TEXT SECTION:
════════

Prolonged use of low-dose aspirin has been linked with lowered risk of developing pancreatic cancer, according to a study published in Cancer Epidemiology, Biomarkers & Prevention, a journal of the American Association for Cancer Research.

"We found that the use of low-dose aspirin was associated with cutting the risk of pancreatic cancer in half, with some evidence that the longer low-dose aspirin was used, the lower the risk," said Dr. Harvey A. Risch, professor of epidemiology in the Department of Chronic Disease Epidemiology at the Yale School of Public Health in New Haven, Conn. "Because about one in 60 adults will get pancreatic cancer and the five-year survival rate is less than five percent, it is crucial to find ways to prevent this disease."

Regular use of low-dose aspirin was shown to reduce the risk of developing pancreatic cancer by 48 percent in both men and women. Further analysis revealed that use of low-dose aspirin for six years or less reduced the risk of pancreatic cancer by 39 percent, while use for 10 years or more reduced the risk by 60 percent. "Older studies of aspirin use have been clouded by the use of [regular- or high-dose] aspirin for pain relief from conditions that themselves might be related to the risk for pancreatic cancer. Only recently have people been using low-dose aspirin for long enough times [to prevent cardiovascular disease] that the use might bear on risk of pancreatic cancer development," said Risch, according to a press release.

════════

GIVEN DATA:
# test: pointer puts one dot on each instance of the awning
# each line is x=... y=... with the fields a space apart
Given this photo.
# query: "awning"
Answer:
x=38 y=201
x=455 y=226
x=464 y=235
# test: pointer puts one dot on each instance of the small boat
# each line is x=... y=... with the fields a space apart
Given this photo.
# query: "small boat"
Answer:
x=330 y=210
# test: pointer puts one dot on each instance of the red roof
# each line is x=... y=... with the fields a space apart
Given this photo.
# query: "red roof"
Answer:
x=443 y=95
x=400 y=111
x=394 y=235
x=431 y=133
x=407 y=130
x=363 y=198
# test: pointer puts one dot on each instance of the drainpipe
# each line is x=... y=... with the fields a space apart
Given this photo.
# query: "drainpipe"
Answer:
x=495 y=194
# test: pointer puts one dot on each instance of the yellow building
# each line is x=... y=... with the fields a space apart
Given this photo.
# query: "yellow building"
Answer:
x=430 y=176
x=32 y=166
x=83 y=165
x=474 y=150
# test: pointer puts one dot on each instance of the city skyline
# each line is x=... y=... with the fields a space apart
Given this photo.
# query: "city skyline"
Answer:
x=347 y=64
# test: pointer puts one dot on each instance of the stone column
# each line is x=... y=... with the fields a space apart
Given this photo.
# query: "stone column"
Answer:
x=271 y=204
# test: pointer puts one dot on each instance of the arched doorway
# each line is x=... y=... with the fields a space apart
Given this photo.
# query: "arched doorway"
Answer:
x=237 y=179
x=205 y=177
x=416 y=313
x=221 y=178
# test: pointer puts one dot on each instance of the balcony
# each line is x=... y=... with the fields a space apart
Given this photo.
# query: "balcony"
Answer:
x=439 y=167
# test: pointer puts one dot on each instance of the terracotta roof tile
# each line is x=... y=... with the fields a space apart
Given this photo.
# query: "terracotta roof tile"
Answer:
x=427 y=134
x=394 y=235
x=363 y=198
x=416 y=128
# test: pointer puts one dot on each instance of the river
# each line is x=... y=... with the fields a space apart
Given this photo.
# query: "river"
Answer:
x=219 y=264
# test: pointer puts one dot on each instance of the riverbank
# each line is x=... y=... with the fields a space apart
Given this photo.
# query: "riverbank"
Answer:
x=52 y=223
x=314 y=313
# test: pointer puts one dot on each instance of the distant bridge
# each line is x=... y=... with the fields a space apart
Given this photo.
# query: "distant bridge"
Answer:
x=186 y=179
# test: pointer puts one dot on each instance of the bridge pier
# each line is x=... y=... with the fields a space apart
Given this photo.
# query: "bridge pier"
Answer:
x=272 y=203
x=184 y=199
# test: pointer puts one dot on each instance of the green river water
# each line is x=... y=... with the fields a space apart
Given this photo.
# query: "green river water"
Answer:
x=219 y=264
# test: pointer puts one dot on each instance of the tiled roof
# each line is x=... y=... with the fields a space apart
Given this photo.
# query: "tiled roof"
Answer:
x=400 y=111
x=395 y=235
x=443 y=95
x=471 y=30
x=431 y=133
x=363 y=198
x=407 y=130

════════

WHAT THE TASK REQUIRES:
Please answer these questions using the article on aspirin and pancreatic cancer.
(a) In which journal was the study published?
(b) What five-year survival rate does Risch give for pancreatic cancer?
(c) By how much did using low-dose aspirin for 10 years or more reduce the risk?

TASK RESULT:
(a) Cancer Epidemiology, Biomarkers & Prevention
(b) Less than five percent
(c) 60 percent